RECORD EXTRACTS:

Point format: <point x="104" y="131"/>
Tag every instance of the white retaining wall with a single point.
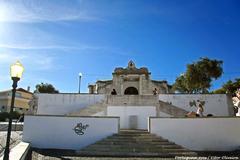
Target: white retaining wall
<point x="58" y="131"/>
<point x="202" y="134"/>
<point x="61" y="104"/>
<point x="216" y="104"/>
<point x="125" y="112"/>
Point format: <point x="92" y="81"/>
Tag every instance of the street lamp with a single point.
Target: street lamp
<point x="16" y="71"/>
<point x="79" y="83"/>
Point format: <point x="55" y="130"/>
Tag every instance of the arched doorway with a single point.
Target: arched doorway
<point x="131" y="91"/>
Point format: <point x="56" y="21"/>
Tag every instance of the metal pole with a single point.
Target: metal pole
<point x="79" y="85"/>
<point x="6" y="152"/>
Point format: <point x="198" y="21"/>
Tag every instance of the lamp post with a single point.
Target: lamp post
<point x="16" y="71"/>
<point x="79" y="83"/>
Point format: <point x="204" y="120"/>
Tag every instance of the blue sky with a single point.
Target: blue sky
<point x="57" y="39"/>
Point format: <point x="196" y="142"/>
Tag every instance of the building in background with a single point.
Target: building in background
<point x="130" y="81"/>
<point x="23" y="97"/>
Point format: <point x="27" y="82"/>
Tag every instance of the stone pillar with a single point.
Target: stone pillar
<point x="121" y="84"/>
<point x="140" y="84"/>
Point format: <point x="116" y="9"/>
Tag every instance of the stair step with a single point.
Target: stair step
<point x="134" y="149"/>
<point x="166" y="146"/>
<point x="136" y="154"/>
<point x="129" y="143"/>
<point x="136" y="143"/>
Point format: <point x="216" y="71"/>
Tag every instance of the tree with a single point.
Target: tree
<point x="198" y="76"/>
<point x="45" y="88"/>
<point x="229" y="87"/>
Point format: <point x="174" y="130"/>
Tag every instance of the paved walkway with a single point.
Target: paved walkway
<point x="16" y="137"/>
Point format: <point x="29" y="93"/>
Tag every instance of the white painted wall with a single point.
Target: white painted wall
<point x="61" y="104"/>
<point x="124" y="112"/>
<point x="202" y="134"/>
<point x="216" y="104"/>
<point x="57" y="132"/>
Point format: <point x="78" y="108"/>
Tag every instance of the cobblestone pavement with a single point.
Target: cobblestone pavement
<point x="16" y="137"/>
<point x="66" y="155"/>
<point x="52" y="155"/>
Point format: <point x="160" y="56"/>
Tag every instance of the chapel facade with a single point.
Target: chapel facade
<point x="130" y="81"/>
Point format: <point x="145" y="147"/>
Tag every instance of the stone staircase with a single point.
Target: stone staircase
<point x="135" y="143"/>
<point x="171" y="109"/>
<point x="90" y="110"/>
<point x="140" y="100"/>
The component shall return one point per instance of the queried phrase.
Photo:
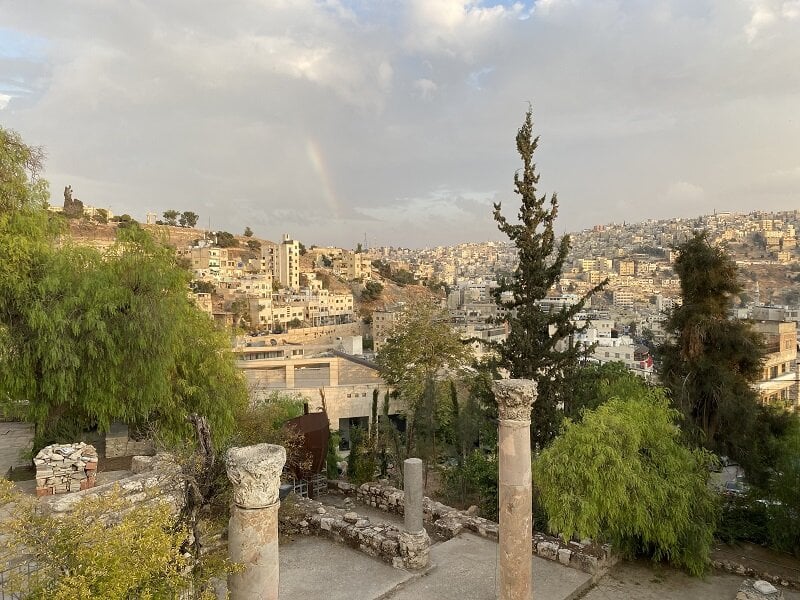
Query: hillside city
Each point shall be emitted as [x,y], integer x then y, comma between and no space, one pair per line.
[317,307]
[649,369]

EXERCISE GOAL:
Would you write out all of the records exactly, omitting the pictures?

EXERCISE RESULT:
Point format: <point x="104" y="131"/>
Tag every instance of the white retaining wall with a single point.
Target: white retaining wall
<point x="58" y="131"/>
<point x="202" y="134"/>
<point x="61" y="104"/>
<point x="216" y="104"/>
<point x="125" y="112"/>
Point format: <point x="92" y="81"/>
Tag every instance of the street lamp with a single point.
Target: street lamp
<point x="16" y="71"/>
<point x="79" y="83"/>
Point format: <point x="55" y="130"/>
Tag every instance of the arched doorway with a single point.
Target: arched doorway
<point x="131" y="91"/>
Point format: <point x="56" y="21"/>
Tag every instance of the metal pole with a single point.
Target: metal pole
<point x="79" y="85"/>
<point x="6" y="152"/>
Point format: <point x="198" y="21"/>
Tag every instance of the lamp post with a single point.
Target: lamp post
<point x="16" y="71"/>
<point x="79" y="83"/>
Point format: <point x="204" y="120"/>
Tag every instance of the blue sky with a single point.
Target: blue sky
<point x="57" y="39"/>
Point format: <point x="196" y="142"/>
Tag every instance of the building in background with a single point.
Target: building in background
<point x="130" y="81"/>
<point x="23" y="97"/>
Point format: <point x="27" y="82"/>
Tag every instance of the stone pillar with a single point.
Target: stone pillar
<point x="121" y="84"/>
<point x="140" y="84"/>
Point format: <point x="116" y="9"/>
Tag every instance of the stair step with a single point.
Target: stair step
<point x="134" y="149"/>
<point x="166" y="146"/>
<point x="136" y="154"/>
<point x="129" y="143"/>
<point x="136" y="143"/>
Point format: <point x="216" y="71"/>
Tag every instance of the tree with a single point.
Target: tree
<point x="198" y="76"/>
<point x="45" y="88"/>
<point x="229" y="87"/>
Point format: <point x="174" y="130"/>
Tag every instance of the paved walkway with a single point.
Target: paved walkway
<point x="16" y="137"/>
Point format: <point x="29" y="93"/>
Tag every instance of the white painted wall with a single point.
Target: white painted wall
<point x="61" y="104"/>
<point x="124" y="112"/>
<point x="202" y="134"/>
<point x="216" y="104"/>
<point x="57" y="132"/>
Point format: <point x="78" y="108"/>
Tag every instance of the cobblestone pavement with a single point.
Target: cobblestone pavement
<point x="16" y="137"/>
<point x="66" y="155"/>
<point x="52" y="155"/>
Point format: <point x="160" y="56"/>
Tag every instance of the chapel facade with a single point.
Target: chapel facade
<point x="130" y="81"/>
Point format: <point x="145" y="147"/>
Tag every instance of the stone staircase with a single point.
Target: stone staircase
<point x="135" y="143"/>
<point x="171" y="109"/>
<point x="90" y="110"/>
<point x="140" y="100"/>
The component shall return one point per instance of the queried phrase.
Photo:
Query: hillside city
Each point shall be emitted as [x,y], integer x then y, comma between and no space, one pair per line.
[317,307]
[649,369]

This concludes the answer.